▶ **STATED GOAL**
Rewrite the stretch of rows below, from the one containing "the white pickup" through the one containing "<point>696,504</point>", as a Markdown table with the columns No. and Line. Number each row and leave out any blank lines.

▶ **INPUT RECORDS**

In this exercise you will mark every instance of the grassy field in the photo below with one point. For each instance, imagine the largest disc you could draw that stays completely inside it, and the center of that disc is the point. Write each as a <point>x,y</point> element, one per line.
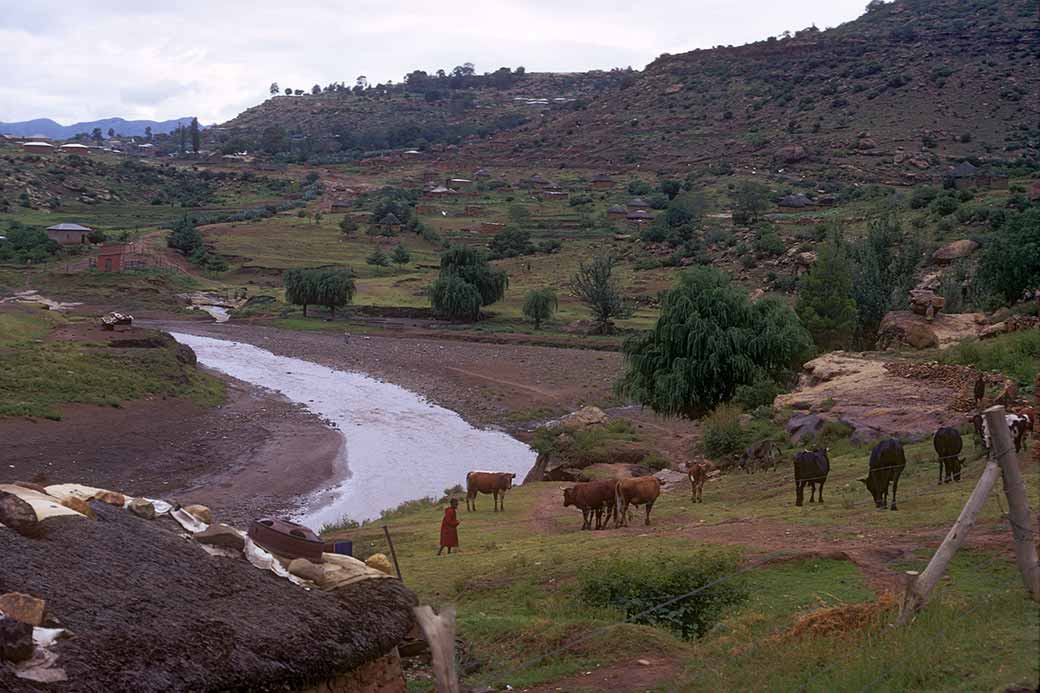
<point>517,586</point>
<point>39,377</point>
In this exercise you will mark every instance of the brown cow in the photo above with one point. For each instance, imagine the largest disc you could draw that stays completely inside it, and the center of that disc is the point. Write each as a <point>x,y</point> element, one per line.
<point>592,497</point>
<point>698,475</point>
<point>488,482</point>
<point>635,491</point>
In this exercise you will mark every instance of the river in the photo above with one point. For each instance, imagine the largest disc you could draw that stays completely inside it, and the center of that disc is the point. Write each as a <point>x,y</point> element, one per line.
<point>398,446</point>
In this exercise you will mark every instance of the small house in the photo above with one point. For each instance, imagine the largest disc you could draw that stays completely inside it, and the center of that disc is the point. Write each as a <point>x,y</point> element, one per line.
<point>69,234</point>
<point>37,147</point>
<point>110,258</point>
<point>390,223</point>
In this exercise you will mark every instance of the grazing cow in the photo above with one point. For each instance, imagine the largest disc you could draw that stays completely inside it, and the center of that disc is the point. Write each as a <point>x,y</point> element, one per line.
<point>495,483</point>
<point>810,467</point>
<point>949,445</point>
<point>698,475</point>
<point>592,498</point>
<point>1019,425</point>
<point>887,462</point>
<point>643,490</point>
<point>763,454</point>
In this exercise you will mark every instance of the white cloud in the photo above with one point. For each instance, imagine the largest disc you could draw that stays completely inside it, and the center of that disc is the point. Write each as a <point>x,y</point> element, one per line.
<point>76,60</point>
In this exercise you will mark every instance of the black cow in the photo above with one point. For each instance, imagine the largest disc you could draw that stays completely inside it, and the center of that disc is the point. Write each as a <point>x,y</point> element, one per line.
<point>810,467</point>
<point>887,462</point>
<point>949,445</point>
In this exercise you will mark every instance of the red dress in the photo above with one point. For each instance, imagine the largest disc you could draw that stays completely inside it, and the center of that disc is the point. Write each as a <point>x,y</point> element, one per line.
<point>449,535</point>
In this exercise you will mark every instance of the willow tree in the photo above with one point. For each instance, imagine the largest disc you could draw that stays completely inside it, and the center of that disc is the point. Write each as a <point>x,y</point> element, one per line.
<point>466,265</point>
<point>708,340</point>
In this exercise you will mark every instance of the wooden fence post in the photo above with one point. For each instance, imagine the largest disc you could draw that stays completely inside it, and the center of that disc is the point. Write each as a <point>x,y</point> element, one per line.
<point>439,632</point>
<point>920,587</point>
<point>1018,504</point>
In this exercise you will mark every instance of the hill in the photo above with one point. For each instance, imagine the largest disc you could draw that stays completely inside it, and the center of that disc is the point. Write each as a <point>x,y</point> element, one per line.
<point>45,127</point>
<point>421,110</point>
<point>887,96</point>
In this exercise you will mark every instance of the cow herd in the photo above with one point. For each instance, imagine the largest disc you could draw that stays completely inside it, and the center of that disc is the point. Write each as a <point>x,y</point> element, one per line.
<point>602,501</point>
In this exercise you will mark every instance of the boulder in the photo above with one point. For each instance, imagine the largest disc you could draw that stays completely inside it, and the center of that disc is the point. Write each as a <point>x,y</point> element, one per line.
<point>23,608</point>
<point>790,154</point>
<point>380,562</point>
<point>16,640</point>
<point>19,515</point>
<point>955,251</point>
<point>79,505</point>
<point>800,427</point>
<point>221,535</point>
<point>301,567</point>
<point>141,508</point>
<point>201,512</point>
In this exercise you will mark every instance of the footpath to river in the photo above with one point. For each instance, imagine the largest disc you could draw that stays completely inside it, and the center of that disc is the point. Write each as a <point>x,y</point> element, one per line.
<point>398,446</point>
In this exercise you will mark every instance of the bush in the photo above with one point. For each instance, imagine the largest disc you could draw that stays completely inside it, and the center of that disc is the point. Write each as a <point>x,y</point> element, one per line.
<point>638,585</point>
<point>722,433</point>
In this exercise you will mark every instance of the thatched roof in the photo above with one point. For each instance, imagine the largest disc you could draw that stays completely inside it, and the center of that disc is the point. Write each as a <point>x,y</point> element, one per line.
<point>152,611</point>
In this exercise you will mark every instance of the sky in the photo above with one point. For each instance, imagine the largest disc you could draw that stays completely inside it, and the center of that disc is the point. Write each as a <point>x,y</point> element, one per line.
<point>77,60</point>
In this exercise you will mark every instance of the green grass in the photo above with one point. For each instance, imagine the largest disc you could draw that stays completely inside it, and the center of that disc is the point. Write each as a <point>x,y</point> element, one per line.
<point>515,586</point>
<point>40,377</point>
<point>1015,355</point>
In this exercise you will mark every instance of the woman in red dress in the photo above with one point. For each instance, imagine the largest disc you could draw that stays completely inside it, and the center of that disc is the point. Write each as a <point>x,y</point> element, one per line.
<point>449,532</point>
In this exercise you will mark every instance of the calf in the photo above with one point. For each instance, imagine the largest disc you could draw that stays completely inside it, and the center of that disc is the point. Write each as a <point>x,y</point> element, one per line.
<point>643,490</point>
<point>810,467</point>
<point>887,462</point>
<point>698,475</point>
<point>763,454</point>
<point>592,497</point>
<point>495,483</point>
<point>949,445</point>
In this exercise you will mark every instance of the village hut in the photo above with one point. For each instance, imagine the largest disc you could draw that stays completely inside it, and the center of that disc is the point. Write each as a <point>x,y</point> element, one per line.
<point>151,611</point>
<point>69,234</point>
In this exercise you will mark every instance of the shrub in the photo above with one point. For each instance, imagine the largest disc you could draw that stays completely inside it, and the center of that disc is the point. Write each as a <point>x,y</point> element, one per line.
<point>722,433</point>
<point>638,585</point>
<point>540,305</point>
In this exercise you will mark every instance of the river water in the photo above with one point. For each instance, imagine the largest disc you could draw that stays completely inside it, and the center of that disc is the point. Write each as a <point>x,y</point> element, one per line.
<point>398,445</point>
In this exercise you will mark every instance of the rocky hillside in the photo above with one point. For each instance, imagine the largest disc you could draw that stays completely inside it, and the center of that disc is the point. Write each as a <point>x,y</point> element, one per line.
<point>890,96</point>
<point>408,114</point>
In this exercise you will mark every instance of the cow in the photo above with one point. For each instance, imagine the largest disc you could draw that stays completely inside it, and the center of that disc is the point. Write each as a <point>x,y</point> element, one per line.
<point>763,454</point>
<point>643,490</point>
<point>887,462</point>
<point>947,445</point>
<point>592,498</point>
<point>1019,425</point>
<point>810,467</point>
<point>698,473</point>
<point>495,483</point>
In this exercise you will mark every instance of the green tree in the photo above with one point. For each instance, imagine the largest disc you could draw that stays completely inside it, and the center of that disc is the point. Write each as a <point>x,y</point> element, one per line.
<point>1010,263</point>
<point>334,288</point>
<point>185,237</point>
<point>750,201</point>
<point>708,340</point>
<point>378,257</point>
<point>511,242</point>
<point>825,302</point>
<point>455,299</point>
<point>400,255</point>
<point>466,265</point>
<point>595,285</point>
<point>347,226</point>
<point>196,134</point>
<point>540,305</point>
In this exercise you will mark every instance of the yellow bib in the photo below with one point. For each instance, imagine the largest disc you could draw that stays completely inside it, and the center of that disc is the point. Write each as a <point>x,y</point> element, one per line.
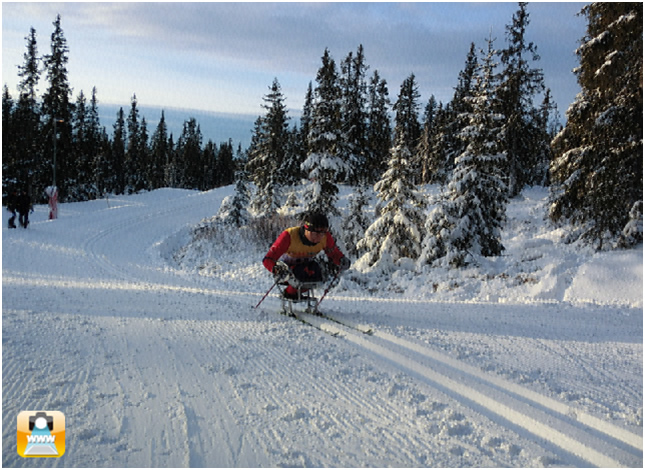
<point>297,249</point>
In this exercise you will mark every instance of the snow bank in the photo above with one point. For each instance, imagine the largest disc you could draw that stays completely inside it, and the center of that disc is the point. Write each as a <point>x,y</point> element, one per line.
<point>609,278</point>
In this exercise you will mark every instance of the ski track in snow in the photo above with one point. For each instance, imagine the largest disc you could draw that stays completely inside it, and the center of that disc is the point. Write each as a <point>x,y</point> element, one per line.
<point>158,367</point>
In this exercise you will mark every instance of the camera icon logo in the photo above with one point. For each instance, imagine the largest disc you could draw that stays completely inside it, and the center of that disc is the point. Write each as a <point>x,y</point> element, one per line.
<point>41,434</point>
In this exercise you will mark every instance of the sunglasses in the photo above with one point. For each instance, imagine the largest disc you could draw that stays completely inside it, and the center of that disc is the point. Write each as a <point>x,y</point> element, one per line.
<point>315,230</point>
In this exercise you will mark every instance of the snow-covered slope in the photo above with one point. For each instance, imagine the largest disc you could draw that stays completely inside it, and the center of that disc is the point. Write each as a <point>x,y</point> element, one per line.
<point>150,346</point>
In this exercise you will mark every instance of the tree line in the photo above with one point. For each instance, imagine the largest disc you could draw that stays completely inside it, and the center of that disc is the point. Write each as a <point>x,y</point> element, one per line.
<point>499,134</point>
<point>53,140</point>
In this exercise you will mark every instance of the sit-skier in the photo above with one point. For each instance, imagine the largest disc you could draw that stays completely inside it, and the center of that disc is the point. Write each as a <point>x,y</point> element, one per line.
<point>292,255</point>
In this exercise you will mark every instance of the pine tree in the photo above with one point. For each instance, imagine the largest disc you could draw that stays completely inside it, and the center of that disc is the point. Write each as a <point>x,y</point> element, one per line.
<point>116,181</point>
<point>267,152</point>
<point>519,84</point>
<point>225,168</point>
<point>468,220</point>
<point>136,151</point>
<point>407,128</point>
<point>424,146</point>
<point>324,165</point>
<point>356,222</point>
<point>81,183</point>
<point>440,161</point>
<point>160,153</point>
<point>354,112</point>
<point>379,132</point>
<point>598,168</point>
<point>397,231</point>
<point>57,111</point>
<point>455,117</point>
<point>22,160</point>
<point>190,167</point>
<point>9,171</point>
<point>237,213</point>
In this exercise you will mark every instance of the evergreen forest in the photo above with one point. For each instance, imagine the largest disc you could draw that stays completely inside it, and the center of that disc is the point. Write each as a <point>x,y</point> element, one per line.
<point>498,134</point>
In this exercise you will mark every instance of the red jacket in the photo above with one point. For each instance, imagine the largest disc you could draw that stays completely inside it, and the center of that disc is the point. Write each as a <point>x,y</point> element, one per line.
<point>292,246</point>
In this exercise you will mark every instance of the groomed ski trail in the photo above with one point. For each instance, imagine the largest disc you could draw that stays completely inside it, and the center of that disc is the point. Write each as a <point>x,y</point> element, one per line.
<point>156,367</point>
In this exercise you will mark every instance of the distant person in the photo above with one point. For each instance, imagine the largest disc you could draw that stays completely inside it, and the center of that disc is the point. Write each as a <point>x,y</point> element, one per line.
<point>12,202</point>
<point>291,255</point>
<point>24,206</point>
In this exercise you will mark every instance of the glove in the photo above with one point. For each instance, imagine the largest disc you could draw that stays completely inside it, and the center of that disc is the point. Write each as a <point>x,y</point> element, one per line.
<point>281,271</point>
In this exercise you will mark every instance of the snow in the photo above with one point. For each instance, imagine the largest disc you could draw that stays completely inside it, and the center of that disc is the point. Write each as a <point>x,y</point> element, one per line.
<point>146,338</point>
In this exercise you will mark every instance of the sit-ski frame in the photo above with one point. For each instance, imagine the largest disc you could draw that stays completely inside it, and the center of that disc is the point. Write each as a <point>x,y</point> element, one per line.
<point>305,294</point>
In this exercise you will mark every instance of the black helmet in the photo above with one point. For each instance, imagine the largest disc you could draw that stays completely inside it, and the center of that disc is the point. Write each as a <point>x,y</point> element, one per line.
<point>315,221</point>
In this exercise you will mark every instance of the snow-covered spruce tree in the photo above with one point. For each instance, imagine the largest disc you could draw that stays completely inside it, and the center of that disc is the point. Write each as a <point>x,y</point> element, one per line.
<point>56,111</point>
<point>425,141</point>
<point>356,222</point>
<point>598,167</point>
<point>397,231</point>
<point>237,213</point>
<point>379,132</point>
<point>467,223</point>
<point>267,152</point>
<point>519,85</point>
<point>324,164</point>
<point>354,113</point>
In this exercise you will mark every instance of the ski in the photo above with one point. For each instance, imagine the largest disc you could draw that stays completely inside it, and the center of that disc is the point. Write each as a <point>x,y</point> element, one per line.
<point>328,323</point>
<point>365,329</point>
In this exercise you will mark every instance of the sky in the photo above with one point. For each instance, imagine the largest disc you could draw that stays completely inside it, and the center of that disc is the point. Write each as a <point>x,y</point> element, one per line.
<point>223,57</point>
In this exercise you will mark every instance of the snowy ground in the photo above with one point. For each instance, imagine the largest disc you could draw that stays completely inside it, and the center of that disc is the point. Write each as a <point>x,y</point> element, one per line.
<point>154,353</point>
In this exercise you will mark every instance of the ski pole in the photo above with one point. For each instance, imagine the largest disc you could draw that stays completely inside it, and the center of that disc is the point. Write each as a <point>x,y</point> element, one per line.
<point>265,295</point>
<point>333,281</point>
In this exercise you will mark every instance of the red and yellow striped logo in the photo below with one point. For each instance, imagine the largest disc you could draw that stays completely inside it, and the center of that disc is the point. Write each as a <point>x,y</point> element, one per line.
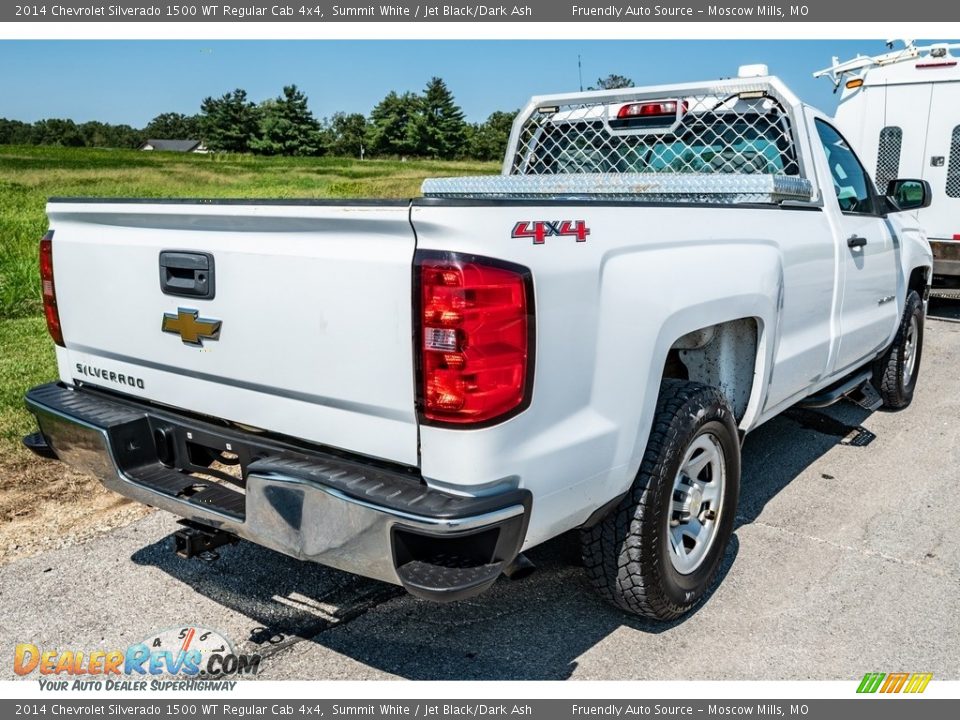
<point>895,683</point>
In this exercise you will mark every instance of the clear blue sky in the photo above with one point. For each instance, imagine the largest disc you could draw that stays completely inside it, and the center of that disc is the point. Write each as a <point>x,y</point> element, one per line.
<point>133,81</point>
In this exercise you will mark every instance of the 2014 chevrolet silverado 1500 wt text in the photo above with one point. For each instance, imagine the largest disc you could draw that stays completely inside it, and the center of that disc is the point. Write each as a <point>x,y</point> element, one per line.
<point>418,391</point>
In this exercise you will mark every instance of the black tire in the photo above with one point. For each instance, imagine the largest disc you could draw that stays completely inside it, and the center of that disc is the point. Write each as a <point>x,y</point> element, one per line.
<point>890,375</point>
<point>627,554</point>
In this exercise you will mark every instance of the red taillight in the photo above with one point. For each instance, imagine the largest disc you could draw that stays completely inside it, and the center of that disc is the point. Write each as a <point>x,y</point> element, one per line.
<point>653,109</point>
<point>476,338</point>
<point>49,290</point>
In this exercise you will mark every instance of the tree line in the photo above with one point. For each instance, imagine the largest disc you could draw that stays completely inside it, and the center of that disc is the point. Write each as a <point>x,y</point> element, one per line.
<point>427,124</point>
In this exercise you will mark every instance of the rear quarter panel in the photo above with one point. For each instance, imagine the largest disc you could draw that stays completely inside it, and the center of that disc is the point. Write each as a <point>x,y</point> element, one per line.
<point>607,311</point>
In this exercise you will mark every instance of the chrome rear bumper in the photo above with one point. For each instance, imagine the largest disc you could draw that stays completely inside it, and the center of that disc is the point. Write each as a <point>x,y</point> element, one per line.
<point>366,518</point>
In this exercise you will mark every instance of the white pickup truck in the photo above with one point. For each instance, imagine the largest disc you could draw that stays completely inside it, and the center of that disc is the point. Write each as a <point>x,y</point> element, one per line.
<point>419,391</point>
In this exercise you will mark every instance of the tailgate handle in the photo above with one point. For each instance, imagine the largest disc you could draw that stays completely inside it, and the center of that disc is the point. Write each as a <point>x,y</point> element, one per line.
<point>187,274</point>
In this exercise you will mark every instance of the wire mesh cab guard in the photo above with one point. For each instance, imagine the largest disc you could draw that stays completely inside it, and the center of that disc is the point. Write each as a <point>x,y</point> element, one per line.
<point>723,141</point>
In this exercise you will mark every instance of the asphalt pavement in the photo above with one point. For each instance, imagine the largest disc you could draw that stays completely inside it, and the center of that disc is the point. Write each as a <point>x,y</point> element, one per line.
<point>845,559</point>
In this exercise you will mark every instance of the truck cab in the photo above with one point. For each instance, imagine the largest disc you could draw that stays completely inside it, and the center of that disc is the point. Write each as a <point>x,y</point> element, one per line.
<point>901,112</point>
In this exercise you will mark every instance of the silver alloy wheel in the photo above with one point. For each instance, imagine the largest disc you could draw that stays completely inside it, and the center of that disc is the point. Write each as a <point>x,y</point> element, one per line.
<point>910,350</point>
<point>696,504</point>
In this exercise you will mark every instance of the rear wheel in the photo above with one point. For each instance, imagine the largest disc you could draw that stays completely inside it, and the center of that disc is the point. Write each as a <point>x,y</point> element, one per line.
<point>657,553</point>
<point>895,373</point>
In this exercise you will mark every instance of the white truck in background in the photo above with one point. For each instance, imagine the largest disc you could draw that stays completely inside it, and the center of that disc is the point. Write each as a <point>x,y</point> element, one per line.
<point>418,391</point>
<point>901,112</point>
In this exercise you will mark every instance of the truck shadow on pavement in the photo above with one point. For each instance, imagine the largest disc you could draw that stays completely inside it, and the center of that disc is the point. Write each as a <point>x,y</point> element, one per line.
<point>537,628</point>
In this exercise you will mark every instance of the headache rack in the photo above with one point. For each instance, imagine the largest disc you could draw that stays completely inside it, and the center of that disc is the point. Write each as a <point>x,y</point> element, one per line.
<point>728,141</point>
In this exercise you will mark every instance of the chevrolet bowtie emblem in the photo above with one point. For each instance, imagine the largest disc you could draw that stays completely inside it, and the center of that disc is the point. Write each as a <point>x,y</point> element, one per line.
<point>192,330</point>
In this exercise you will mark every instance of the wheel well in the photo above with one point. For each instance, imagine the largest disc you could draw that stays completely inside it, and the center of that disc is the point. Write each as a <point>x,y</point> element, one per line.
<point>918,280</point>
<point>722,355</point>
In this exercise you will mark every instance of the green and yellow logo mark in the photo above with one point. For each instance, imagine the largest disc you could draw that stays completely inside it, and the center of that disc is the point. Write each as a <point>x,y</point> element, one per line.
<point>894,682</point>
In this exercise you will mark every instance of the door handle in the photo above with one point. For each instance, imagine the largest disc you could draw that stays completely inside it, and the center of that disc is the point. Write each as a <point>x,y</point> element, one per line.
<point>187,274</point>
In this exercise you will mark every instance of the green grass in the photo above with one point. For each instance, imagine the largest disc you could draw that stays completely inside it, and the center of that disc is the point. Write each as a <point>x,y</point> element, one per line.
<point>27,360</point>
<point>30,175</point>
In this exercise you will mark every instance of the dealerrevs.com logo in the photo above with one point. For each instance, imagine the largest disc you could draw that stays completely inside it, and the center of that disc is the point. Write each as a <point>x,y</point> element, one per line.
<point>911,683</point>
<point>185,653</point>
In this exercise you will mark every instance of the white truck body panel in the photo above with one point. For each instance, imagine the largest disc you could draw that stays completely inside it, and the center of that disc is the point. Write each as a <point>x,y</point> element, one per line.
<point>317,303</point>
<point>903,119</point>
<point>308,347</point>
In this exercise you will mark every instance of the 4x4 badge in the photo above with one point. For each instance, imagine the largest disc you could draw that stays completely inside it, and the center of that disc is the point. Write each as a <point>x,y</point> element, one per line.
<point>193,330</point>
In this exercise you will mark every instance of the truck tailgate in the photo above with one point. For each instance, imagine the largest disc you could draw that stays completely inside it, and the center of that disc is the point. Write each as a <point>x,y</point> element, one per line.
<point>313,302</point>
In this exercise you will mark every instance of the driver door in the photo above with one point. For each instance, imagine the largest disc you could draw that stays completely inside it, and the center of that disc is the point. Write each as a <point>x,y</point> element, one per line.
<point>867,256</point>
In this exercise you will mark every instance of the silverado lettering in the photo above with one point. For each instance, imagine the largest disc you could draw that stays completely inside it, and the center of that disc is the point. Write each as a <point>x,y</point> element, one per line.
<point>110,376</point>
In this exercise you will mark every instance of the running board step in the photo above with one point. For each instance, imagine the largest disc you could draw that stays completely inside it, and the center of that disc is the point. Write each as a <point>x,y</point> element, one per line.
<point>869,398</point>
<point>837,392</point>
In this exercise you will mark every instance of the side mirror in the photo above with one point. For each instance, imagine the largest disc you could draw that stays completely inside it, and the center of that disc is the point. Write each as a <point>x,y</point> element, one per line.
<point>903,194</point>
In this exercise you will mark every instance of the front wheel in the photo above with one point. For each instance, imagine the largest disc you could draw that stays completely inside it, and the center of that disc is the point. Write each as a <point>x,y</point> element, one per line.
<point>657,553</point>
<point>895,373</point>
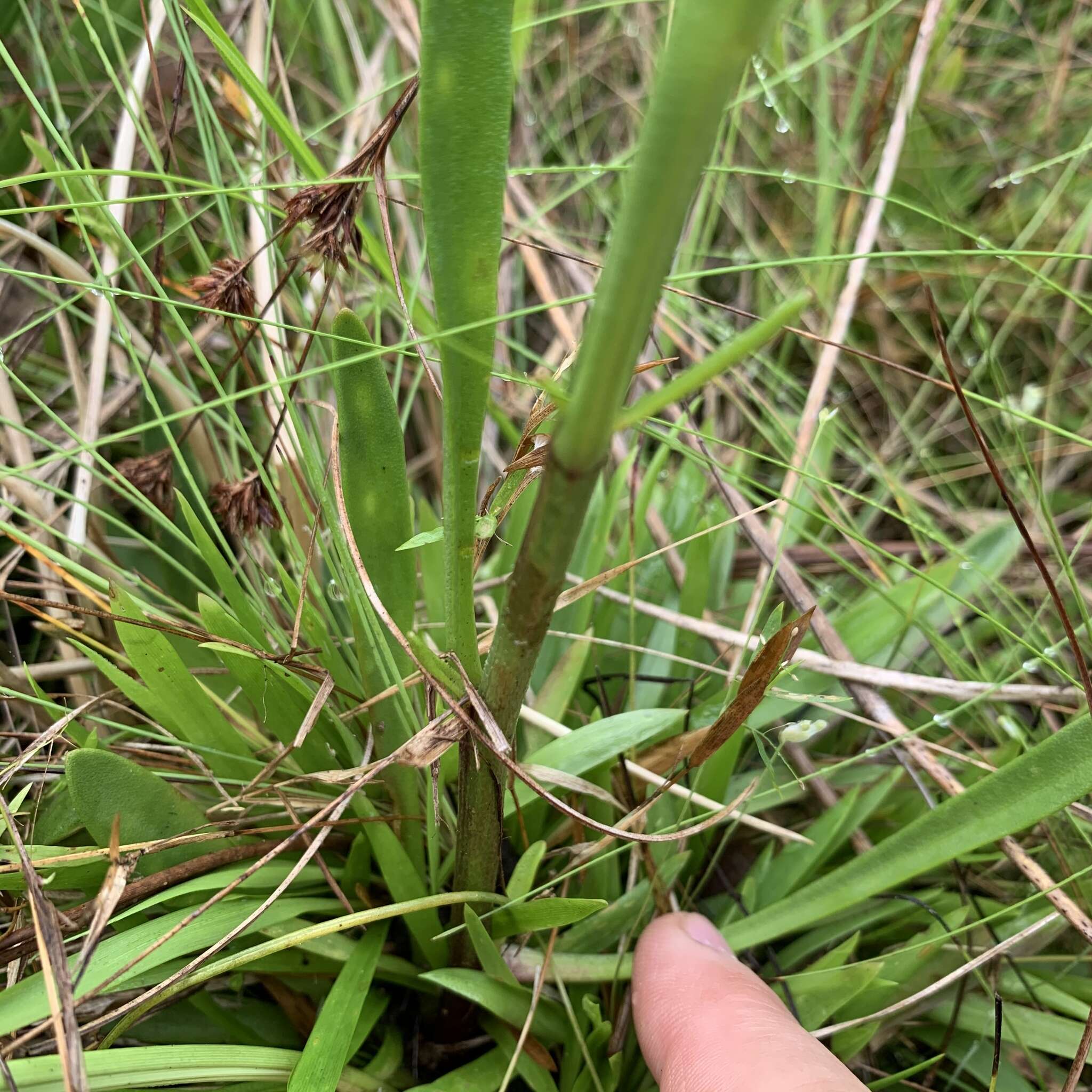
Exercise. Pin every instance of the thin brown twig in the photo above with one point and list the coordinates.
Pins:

▶ **RESULT BELOW**
| No. | Line |
|---|---|
| 1 | In this exercise you will mark every instance of the white pickup truck in the photo above with one point. For each instance, imagine the largest disc you could draw that stays completely inside it, and the center of that disc is the point. Write each as a <point>x,y</point> element, one per line. |
| 2 | <point>419,391</point> |
| 3 | In this exercise you will mark every instance of the tailgate handle in the photo above with one point. For each instance, imagine the largest disc you could draw that stays completely inside it, and the center of that disc is the point. Write each as a <point>x,y</point> element, one per line. |
| 4 | <point>187,274</point> |
| 5 | In this exercise you will mark every instance of the wire mesh cab guard in the photo above with one point. For each instance, imagine the largest disc you could draw that stays completely inside it, and the center of that disc is the point. Write each as a <point>x,y</point> element, one per line. |
| 6 | <point>723,141</point> |
| 7 | In this exercise you will mark every instance of the asphalt pavement in the photo above with one point. For each instance, imagine the largest disc you could draw that stays completely inside it, and the center of that disc is the point. Write each as a <point>x,y</point> element, one per line. |
| 8 | <point>845,559</point> |
| 9 | In this exercise you will mark every instance of the truck cab in the photo above with one point. For each instance, imagine the largest disc you could draw that stays completely inside it, and the center of that disc is the point. Write each as a <point>x,y</point> element, one per line. |
| 10 | <point>901,112</point> |
| 11 | In this exercise you will mark every instance of the silver alloy wheel in the photo above with one point. For each instance, imagine the largest disc you could draw that stays completely inside it, and the center of that disc is the point. Write each as a <point>x,y</point> element, one per line. |
| 12 | <point>910,350</point> |
| 13 | <point>696,504</point> |